- Written problem
Pick up the Rhodesia Medal passage after its final sentence and continue writing it.

- Selected passage
•••••

The Rhodesia Medal was initiated by the British Government in consultation with Australia, New Zealand, Fiji and Kenya, whose forces took part in Operation AGILA (Operation MIDFORD for the New Zealand forces). The role of the multi-national force was to keep peace between 22,000 guerrilla fighters and the Rhodesian forces during the ceasefire and run-up to the 1980 elections.

Each country treats the medal as part of its own honours system.

Qualification
The medal was awarded for service of at least 14 days between 1 December 1979 and 20 March 1980, to members of the military and police forces, as well as eligible civilians, who participated in monitoring the ceasefire and supervising the elections in the lead-up to Zimbabwean independence. There was no minimum qualifying period for those killed, wounded or disabled due to service, or where a recipient was decorated for gallantry.

Recipients of the Rhodesia Medal also received the Zimbabwean Independence Medal in either silver or bronze, although British personnel did not have permission to wear it in uniform, while New Zealand granted approval for restricted wear only.

•••••

- Collected data
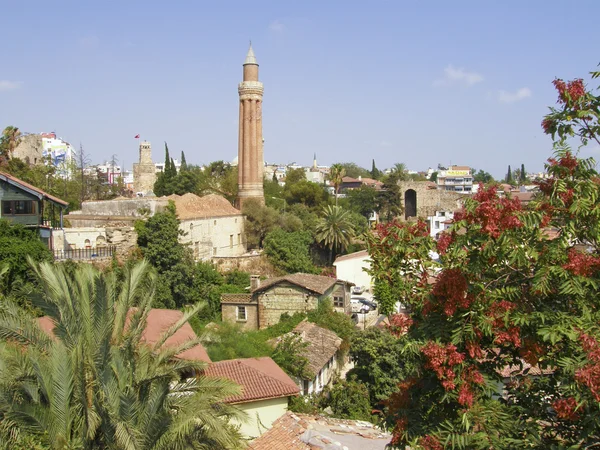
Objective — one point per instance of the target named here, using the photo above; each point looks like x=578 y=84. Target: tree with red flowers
x=505 y=327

•••••

- Final answer
Description
Issued by the Royal Mint, the Rhodesia Medal had the following design:
 It is circular, made of rhodium-plated cupro-nickel and 36 mm in diameter.
 The obverse features the crowned effigy of Queen Elizabeth II with the inscription 'ELIZABETH II DEL GRATIA REGINA FID.DEF'.
 The reverse depicts a sable antelope surrounded by the inscription 'THE RHODESIA MEDAL' and '1980'.
 The medal was issued named to British armed forces personnel, but unnamed to police officers.
 The medal is suspended from a 32 mm sky-blue ribbon with three central stripes of red, white and blue.
 No clasps were awarded.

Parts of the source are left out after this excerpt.